▶ Exercise instructions: From the first line to the last, print the records exactly.

▶ Records supplied:
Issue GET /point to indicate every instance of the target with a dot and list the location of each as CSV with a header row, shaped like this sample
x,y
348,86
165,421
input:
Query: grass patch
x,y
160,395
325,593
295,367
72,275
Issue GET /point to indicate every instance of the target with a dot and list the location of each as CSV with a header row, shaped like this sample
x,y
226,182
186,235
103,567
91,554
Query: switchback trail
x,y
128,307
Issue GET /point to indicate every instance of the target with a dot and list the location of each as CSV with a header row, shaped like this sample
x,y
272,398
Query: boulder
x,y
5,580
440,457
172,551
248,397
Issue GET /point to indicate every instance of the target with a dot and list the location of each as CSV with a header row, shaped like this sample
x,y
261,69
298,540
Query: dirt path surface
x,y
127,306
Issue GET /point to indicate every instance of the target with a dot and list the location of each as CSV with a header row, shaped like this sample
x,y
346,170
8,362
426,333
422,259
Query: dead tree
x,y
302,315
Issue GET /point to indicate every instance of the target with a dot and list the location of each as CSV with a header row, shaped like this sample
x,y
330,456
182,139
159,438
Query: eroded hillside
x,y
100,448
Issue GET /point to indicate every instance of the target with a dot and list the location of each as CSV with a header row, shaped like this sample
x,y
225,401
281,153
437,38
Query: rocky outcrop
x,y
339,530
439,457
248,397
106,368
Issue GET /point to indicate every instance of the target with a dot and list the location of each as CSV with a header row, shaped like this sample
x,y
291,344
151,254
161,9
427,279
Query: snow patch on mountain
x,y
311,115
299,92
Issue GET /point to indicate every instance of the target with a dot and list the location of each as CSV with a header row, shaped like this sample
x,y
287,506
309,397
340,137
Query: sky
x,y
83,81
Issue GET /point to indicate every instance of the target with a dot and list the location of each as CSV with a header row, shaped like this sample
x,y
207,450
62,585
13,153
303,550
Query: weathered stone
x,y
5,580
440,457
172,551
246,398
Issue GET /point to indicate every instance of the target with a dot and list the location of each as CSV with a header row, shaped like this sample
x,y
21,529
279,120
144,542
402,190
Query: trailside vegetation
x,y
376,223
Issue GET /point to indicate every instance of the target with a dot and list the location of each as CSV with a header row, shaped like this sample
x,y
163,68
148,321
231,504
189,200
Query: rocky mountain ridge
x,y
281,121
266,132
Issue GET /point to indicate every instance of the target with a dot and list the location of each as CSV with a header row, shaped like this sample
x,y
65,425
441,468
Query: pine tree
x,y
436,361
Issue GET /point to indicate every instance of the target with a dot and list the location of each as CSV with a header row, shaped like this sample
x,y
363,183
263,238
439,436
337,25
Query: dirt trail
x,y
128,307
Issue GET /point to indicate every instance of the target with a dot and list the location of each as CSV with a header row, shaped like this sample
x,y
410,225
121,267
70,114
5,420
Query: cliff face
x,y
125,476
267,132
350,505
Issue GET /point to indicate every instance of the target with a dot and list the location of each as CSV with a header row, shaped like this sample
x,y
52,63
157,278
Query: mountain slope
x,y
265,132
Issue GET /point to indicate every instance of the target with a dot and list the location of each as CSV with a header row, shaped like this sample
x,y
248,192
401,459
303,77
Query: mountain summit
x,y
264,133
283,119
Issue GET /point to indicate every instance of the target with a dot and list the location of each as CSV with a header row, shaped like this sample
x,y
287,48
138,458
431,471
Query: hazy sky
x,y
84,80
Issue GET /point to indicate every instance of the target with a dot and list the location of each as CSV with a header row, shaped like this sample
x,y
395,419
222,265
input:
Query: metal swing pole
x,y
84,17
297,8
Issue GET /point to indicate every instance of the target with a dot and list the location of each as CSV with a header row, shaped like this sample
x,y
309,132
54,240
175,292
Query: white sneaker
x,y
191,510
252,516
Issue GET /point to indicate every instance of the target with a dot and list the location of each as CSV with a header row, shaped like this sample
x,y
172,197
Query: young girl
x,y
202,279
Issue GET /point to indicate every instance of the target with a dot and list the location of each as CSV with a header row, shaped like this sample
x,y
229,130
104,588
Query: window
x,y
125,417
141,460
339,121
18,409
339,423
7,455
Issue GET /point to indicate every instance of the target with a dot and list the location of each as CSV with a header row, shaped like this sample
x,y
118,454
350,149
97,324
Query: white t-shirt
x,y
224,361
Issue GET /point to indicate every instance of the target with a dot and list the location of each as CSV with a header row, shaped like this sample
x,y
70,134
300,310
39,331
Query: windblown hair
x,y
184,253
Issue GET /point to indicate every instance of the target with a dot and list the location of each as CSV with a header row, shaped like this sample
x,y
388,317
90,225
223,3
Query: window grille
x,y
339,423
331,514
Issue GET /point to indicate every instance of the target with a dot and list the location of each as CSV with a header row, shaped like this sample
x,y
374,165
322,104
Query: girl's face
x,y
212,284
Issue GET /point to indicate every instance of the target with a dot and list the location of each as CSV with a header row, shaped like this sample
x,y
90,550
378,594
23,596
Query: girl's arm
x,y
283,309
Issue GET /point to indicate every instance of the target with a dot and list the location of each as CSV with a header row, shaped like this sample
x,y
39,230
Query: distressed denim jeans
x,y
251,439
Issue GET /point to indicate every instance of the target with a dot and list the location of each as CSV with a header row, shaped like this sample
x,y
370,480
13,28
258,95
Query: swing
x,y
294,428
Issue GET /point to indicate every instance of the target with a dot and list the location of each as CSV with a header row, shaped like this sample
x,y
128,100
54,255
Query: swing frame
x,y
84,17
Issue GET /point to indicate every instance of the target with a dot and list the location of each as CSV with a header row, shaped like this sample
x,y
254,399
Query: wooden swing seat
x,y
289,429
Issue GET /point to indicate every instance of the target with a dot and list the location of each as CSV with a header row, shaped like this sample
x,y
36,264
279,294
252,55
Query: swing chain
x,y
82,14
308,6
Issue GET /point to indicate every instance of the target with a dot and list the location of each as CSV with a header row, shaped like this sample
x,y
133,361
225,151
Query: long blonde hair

▶ Answer box:
Issue GET /point to indicate every instance of the target with a dot and list the location of each as CSV with a header row, shaped like this sample
x,y
348,86
165,421
input:
Query: grass patch
x,y
160,395
325,593
295,367
72,275
Issue GET /point to indicate every instance of the target with a dot and list the location of each as CSV with a header row, shaped like this sample
x,y
226,182
186,235
103,567
91,554
Query: switchback trail
x,y
128,307
Issue GET /point to indicate every instance of the target with a dot and list the location of each as CSV with a header row, shaped like this sample
x,y
272,398
Query: boulder
x,y
5,580
440,457
172,551
248,397
Issue GET /point to indicate every instance of the target with a dot and list the location of each as CSV with a header row, shaped like this sample
x,y
261,69
298,540
Query: dirt path surface
x,y
127,306
Issue GET /point to indicate every instance of the target with a dot and list the location of each as CSV with a header row, shaped like this sample
x,y
346,170
8,362
426,333
422,259
Query: dead tree
x,y
302,315
Issue GET /point to indicate every instance of the target with a dot and list the location of each as CSV with a header row, shaped like this sample
x,y
330,456
182,139
159,438
Query: eroded hillside
x,y
100,448
Issue GET /point to indicate every instance of the target with a dot and list the location of each as CSV with a header row, shaped like this sample
x,y
225,401
281,153
437,38
Query: rocky outcrop
x,y
339,530
439,457
248,397
106,368
Issue GET /point to indicate every instance of the target with a dot and list the location of each as CSV with a header row, shaped like this sample
x,y
291,344
151,254
161,9
427,279
Query: snow patch on mountain
x,y
311,115
299,92
Issue GET /point to indicate every instance of the target with a dot and list the location of each as CSV with a header row, shaped like this sample
x,y
287,506
309,397
340,137
Query: sky
x,y
83,81
Issue GET /point to indicate every instance of the target with a dot and list the location of each as CSV with a header row, shaped like this sample
x,y
207,450
62,585
13,153
303,550
Query: weathered stone
x,y
5,580
440,457
172,551
246,398
Issue GET /point to indicate every instance of the target with a dot and list the location of each as CSV with a header row, shaped like this sample
x,y
21,529
279,120
144,542
402,190
Query: trailside vegetation
x,y
376,223
Issue GET /point to indicate every instance of the target with a dot and list the location of each as CSV with a header row, shaped like this sample
x,y
163,68
148,321
231,504
189,200
Query: rocky mountain ridge
x,y
281,121
266,132
Issue GET /point to indicate every instance of the target with a dot and list the location of each as CSV with a header row, shaped like this sample
x,y
65,425
441,468
Query: pine tree
x,y
436,361
Issue GET /point to indicate every instance of the target with a dot and list the location of each as CSV with a header row, shaped like this sample
x,y
363,183
263,238
439,436
337,25
Query: dirt trail
x,y
128,307
Issue GET /point to indicate every instance of the target with a dot and list the location of each as CSV with a header row, shaped like this sample
x,y
410,225
121,267
70,114
5,420
Query: cliff face
x,y
125,476
267,132
350,505
Issue GET /point to indicate every instance of the target with a dot and list the location of each as CSV with a header row, shaped like this sample
x,y
52,63
157,278
Query: mountain slope
x,y
265,132
Issue GET /point to indicate every instance of the target with a dot and list the location of each as CSV with a header row, shaped like this sample
x,y
248,192
401,459
303,77
Query: mountain summit
x,y
264,133
283,119
Issue GET /point to indicate every instance of the target with a dot and list the location of each as CSV with a header row, shaped like this sample
x,y
287,48
138,458
431,471
Query: hazy sky
x,y
84,80
Issue GET /point to indicate every instance of the target with a dot and list the location of each as CSV with a header row, shaped like this sample
x,y
395,419
222,265
input:
Query: metal swing pole
x,y
84,17
297,8
Issue GET /point to indicate every instance of the target with a dot and list the location of each as CSV with a header row, shaped like this sample
x,y
309,132
54,240
175,292
Query: white sneaker
x,y
191,510
252,516
Issue GET /point to indicate every instance of the target with a dot and list the location of each as CSV with a header row, shaped like this sample
x,y
172,197
Query: young girl
x,y
202,279
Issue GET /point to indicate every instance of the target with a dot and list the location of each as CSV with a header row, shaped like this sample
x,y
229,130
104,588
Query: window
x,y
125,417
141,460
339,121
18,409
339,423
7,455
Issue GET /point to indicate every instance of the target with a dot and list the location of each as CSV with a header row, shaped like this sample
x,y
118,454
350,149
97,324
Query: white t-shirt
x,y
224,361
Issue GET /point to indicate every instance of the target with a dot and list the location of each as CSV with a header row, shaped like this sample
x,y
70,134
300,310
39,331
Query: windblown hair
x,y
184,253
Issue GET /point to indicate every instance of the target with a dot and list the location of each as CSV with a header row, shaped like this sample
x,y
388,317
90,225
223,3
Query: window grille
x,y
339,423
331,514
Issue GET /point to indicate every instance of the target with a dot and list the location of each as CSV with a header row, shaped like this sample
x,y
374,165
322,104
Query: girl's face
x,y
212,284
Issue GET /point to indicate every instance of the target with a dot and list the location of each as CSV with a header row, shaped like this sample
x,y
90,550
378,594
23,596
Query: girl's arm
x,y
283,309
Issue GET /point to indicate every instance of the target with a dot and list the location of each as CSV with a header row, shaped like this sample
x,y
39,230
Query: distressed denim jeans
x,y
251,439
Issue GET /point to indicate every instance of the target with a dot and list the location of each as CSV with a header row, shaped like this sample
x,y
370,480
13,28
258,95
Query: swing
x,y
294,428
Issue GET /point to indicate every instance of the target with a dot and list the location of each as CSV with a header row, shaped like this sample
x,y
128,100
54,255
Query: swing frame
x,y
84,17
Issue GET /point to indicate every instance of the target with a dot and list the location of each as CSV with a header row, shaped like this sample
x,y
254,399
Query: wooden swing seat
x,y
289,429
Issue GET /point to indicate every instance of the target with a dot and list the location of each as CSV with a header row, shaped like this sample
x,y
36,264
279,294
252,55
Query: swing chain
x,y
82,14
308,6
Issue GET /point to indicate every instance of the target with a dot and list the location of each as CSV with a header row, shaped like this sample
x,y
133,361
225,151
Query: long blonde hair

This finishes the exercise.